— start of STORED ROWS —
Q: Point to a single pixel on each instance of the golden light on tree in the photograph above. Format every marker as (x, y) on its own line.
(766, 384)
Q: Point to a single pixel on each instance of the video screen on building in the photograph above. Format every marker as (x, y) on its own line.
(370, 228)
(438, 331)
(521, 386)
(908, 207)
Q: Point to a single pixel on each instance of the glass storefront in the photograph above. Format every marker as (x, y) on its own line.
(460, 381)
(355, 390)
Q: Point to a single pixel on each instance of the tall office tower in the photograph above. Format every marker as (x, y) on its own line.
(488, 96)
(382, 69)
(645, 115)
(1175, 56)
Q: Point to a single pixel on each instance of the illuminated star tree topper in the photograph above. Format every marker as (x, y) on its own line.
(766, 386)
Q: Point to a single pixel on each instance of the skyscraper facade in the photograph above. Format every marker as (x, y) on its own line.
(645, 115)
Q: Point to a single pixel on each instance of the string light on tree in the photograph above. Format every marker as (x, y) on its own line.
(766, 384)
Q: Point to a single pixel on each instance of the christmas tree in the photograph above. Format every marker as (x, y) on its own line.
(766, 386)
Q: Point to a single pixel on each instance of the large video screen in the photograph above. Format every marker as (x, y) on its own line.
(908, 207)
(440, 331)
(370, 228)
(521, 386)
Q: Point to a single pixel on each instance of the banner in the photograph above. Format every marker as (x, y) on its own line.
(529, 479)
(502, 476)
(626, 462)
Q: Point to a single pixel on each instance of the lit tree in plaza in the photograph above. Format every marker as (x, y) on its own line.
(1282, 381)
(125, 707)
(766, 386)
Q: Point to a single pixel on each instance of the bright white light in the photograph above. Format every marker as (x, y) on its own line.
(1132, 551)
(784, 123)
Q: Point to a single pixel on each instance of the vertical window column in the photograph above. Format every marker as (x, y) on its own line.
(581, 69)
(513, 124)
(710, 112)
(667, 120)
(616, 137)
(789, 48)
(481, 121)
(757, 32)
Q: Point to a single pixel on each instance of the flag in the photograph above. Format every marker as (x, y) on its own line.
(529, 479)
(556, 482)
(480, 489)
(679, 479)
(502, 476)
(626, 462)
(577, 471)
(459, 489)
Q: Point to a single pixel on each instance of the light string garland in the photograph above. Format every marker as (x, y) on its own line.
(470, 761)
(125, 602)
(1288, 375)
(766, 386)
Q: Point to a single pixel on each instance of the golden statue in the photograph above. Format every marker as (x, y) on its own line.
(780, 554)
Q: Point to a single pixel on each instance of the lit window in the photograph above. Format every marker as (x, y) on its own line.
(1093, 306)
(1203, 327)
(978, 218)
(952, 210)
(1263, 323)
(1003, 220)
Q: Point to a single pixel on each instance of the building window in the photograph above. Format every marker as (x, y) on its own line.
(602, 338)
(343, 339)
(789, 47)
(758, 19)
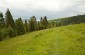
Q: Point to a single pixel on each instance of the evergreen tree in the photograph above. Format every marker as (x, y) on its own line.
(32, 24)
(45, 22)
(26, 26)
(19, 26)
(1, 20)
(9, 19)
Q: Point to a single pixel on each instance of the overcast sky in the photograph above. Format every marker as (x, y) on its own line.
(50, 8)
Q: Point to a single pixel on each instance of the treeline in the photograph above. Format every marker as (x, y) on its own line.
(69, 20)
(10, 28)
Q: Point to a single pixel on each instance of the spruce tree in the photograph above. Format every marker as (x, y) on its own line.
(1, 20)
(19, 26)
(32, 24)
(9, 19)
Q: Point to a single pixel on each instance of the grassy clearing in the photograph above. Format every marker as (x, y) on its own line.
(66, 40)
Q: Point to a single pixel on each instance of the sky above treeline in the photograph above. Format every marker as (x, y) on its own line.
(50, 8)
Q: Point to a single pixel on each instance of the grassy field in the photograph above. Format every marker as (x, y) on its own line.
(65, 40)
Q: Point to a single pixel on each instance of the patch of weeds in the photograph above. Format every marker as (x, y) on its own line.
(36, 36)
(81, 39)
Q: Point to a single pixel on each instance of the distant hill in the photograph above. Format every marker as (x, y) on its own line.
(66, 40)
(69, 20)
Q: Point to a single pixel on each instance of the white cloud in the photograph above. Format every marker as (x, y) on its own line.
(49, 5)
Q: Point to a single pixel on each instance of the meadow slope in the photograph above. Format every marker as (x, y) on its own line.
(65, 40)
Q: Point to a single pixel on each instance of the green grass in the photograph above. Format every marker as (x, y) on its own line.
(65, 40)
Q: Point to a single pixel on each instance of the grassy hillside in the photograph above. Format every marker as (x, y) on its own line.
(65, 40)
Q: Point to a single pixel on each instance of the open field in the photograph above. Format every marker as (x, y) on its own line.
(65, 40)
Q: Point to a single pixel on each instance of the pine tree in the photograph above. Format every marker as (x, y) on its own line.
(26, 26)
(19, 26)
(1, 20)
(32, 24)
(45, 22)
(9, 19)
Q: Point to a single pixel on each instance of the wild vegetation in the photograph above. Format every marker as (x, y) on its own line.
(10, 28)
(65, 40)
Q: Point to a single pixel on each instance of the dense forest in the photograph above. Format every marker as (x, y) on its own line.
(11, 28)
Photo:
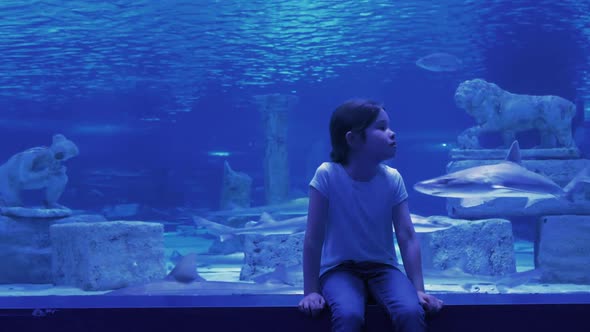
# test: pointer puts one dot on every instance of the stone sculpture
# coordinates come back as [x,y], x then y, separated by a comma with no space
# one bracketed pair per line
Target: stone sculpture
[36,168]
[497,110]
— end of STORED ROWS —
## JOB
Please turn the material above, from the line with "of the patch" through the end, into a numbered list with blank lines left out and the pictures omitted.

## RESPONSE TO THIS EXERCISE
1. Q: Point to a single pixel on each instance of the patch of weeds in the photograph above. Format every marker as (x, y) on its own line.
2. (36, 36)
3. (81, 39)
4. Q: Point to a single pixel on each instance of the distant hill in the photograph above. Format every marker as (x, y) on its own line.
5. (66, 40)
6. (69, 20)
7. Q: Point to a single pixel on each instance of the white cloud in the photograph above. Format every marker as (x, y) on its own line.
8. (49, 5)
9. Q: Point to a single pixel on each instance of the meadow slope in the photograph above. Format every marker as (x, y) on its own line.
10. (65, 40)
11. Q: Point to a single pixel on each instance of the green grass in the photograph above. Format every marker as (x, y) on its own line.
12. (65, 40)
13. Q: Point to a single pixel on each instance of the grassy hillside in the photograph above. Format every marker as (x, y) on its own line.
14. (65, 40)
15. Q: Point to a single pixel on each instance of the open field in the photograph above. Format every marker as (x, y) on its own line.
16. (65, 40)
17. Q: Point to a single pixel on each instance of the pine tree in the photograph above. Format every marker as (x, y) on its own line.
18. (26, 26)
19. (19, 26)
20. (1, 20)
21. (32, 24)
22. (45, 22)
23. (9, 19)
24. Q: Point to a single pixel on each instance of the wild vegetation in the photograph above. Format every marker as (x, y) on its own line.
25. (10, 28)
26. (65, 40)
27. Q: Point to a single pixel on each instance of the dense forest in the photograph above. Format every marker as (x, y) on its own line.
28. (11, 28)
29. Photo:
30. # test: pointer puts one dot on every instance of the stone sculpture
31. # coordinates come back as [x,y], x then y, separated by a comma with no space
32. # one bracketed pair per line
33. Target: stone sculpture
34. [36,168]
35. [497,110]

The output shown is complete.